Instruction a:
Report how many lines in the records contain the string "grass". Case counts, and give the number only.
· · · · · · ·
Current Issue | June 14, 2017

New Proposed Regulations Restricting Valuation Discounts for Family-Controlled Entities

By: Julia Weaver, J.D., Director, Family Office Services and The Trust Company of Oxford and
Kara Talbott, CPA/PFS, CFP®, Senior Wealth Strategist and Scott Simmons, J.D., LL.M., Wealth Strategist


Highlights and Planning Considerations

  • On August 2, 2016, the Treasury Department issued its proposed regulations under Section 2704 that, when and if finalized, could greatly alter the availability of valuation discounts for family-controlled entities.
  • In our January, 2016, article, "Estate Planning Freeze and Squeeze Strategies", we mentioned the Treasury had publicized its intentions to issue these restrictive regulations. After months of silence, it finally released these long awaited proposed regulations that are much more restrictive than originally anticipated.
  • The impact on many current and future estate planning strategies could be significant and would greatly impair the ability to receive valuation discounts on interests in a family-controlled entity. This could potentially cause a significant increase in some families federal estate exposure.
  • Several estate planning considerations should be assessed in determining the proper course of action for each client's unique situation.
· · · · · · ·
Instruction b:
Continue the text on proposed regulations restricting valuation discounts for family-controlled entities, starting right after its last sentence.
· · · · · · ·
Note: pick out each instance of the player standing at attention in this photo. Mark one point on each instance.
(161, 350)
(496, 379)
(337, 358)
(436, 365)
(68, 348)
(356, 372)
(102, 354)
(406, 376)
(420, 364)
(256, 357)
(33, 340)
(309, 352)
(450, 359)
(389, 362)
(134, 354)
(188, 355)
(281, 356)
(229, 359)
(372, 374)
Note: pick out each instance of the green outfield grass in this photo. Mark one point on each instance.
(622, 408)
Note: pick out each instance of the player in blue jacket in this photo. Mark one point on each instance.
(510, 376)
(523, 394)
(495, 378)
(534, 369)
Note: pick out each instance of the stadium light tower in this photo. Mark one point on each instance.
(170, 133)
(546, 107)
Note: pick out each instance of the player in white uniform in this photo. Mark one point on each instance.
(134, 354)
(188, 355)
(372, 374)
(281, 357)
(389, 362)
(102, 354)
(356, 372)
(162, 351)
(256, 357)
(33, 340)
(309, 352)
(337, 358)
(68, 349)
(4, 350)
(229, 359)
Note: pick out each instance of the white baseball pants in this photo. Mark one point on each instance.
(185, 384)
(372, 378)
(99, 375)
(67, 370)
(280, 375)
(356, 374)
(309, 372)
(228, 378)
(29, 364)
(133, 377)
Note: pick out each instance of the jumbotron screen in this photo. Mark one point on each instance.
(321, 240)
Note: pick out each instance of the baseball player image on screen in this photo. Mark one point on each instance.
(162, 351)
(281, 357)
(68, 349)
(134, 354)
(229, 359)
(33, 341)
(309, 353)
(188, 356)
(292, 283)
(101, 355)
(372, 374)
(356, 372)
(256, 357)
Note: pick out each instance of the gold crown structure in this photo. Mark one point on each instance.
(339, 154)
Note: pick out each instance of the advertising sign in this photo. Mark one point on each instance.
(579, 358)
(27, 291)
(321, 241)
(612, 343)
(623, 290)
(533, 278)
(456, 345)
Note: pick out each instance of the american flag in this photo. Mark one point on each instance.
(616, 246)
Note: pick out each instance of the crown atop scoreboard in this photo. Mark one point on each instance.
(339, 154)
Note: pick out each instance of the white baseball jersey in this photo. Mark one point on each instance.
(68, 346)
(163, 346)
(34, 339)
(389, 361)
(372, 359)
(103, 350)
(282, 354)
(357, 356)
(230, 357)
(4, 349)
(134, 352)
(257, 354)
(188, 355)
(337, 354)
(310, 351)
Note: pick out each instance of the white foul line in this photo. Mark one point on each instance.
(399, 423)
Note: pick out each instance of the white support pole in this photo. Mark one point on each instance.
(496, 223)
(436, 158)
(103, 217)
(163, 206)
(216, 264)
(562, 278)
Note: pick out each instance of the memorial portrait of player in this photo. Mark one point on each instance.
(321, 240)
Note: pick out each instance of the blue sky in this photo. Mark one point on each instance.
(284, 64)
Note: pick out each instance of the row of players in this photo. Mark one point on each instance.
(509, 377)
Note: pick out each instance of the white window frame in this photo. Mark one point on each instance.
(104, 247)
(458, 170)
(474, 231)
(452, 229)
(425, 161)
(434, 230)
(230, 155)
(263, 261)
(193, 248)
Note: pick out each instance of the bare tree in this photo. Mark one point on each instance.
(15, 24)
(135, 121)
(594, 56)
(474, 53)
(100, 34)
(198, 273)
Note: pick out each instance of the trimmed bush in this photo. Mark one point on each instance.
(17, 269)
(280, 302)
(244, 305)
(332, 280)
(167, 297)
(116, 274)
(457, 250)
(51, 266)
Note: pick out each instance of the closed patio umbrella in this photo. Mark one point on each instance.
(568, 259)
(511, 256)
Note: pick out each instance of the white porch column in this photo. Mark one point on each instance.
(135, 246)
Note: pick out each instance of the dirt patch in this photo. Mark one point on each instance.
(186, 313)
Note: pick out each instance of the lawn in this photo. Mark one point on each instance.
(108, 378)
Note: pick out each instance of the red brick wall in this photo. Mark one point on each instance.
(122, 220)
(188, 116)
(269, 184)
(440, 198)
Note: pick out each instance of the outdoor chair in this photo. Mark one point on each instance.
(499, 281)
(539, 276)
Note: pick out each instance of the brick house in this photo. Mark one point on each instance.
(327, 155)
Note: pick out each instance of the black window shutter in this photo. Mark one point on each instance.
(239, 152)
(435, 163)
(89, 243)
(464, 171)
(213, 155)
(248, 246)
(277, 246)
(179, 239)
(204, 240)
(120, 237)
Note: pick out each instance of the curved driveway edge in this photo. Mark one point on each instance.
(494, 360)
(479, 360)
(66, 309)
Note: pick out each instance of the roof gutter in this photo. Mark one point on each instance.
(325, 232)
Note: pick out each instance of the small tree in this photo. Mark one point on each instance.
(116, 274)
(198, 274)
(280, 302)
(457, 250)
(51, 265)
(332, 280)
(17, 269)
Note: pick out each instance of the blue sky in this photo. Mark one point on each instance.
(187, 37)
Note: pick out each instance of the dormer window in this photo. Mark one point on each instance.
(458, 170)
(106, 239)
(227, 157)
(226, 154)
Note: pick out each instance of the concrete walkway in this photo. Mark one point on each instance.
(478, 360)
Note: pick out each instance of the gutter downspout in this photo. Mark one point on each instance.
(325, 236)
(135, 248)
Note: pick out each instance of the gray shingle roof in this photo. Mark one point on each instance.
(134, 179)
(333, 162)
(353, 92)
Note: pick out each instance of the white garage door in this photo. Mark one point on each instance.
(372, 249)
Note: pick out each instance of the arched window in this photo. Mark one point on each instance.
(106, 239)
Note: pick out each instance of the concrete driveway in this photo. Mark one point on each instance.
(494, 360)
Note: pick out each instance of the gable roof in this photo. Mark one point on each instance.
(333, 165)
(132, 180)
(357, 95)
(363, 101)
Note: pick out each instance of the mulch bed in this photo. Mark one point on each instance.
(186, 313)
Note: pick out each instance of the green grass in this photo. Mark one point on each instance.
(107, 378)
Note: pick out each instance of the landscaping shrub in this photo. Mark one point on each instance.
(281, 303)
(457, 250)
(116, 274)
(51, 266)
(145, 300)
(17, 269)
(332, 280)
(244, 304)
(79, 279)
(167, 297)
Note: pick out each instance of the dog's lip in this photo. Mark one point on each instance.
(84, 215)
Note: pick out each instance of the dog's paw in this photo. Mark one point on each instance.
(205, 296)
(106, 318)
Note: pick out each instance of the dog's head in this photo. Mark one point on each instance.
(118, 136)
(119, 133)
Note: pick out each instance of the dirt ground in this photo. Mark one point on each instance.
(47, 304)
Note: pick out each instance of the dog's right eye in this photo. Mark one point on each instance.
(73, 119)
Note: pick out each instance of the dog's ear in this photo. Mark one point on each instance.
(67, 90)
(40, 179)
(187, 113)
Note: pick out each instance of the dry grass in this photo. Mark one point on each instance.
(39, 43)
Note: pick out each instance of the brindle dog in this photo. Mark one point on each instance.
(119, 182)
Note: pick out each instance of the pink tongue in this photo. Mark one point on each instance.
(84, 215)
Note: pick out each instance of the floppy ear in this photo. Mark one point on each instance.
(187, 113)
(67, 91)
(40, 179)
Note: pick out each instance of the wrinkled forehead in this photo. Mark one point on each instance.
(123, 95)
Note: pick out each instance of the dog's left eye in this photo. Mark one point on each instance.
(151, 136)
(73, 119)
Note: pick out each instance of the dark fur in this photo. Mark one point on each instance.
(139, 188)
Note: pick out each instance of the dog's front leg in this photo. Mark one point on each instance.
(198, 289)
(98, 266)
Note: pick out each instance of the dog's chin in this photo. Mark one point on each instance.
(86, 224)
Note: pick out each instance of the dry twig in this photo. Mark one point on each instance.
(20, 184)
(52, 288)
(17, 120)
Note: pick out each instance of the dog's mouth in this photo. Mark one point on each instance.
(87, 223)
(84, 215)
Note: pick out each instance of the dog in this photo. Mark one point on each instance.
· · · · · · ·
Right answer a:
3

Right answer b:
The current strategy of transferring discounted interests in a family-controlled entity typically enables more overall wealth to be transferred to heirs, free of estate taxation. By way of example, consider the following: Rather than passing only $10.9 million worth of actual value with the $10.9 million exemption (for 2016), it is far better to pass $15.5 million of interest (reduced by a 30% valuation discount), thereby “squeezing” more value through the $10.9 million exemption portal.

Simply put, less of the taxpayer’s gift and estate tax exemption is utilized when transferring a discounted value of interest, leaving more exemption remaining to apply to subsequent transfers. Valuation discounts also serve to potentially reduce the taxable value of the estate.

Key Provisions in the Proposed Regulations
Immediate reactions to the proposed regulations include concerns that nearly all minority and lack of control discounts could be disallowed in certain circumstances, and that operating entities may be impacted as well as investment entities. The following is a summary of five things you should initially know about these proposed regulations.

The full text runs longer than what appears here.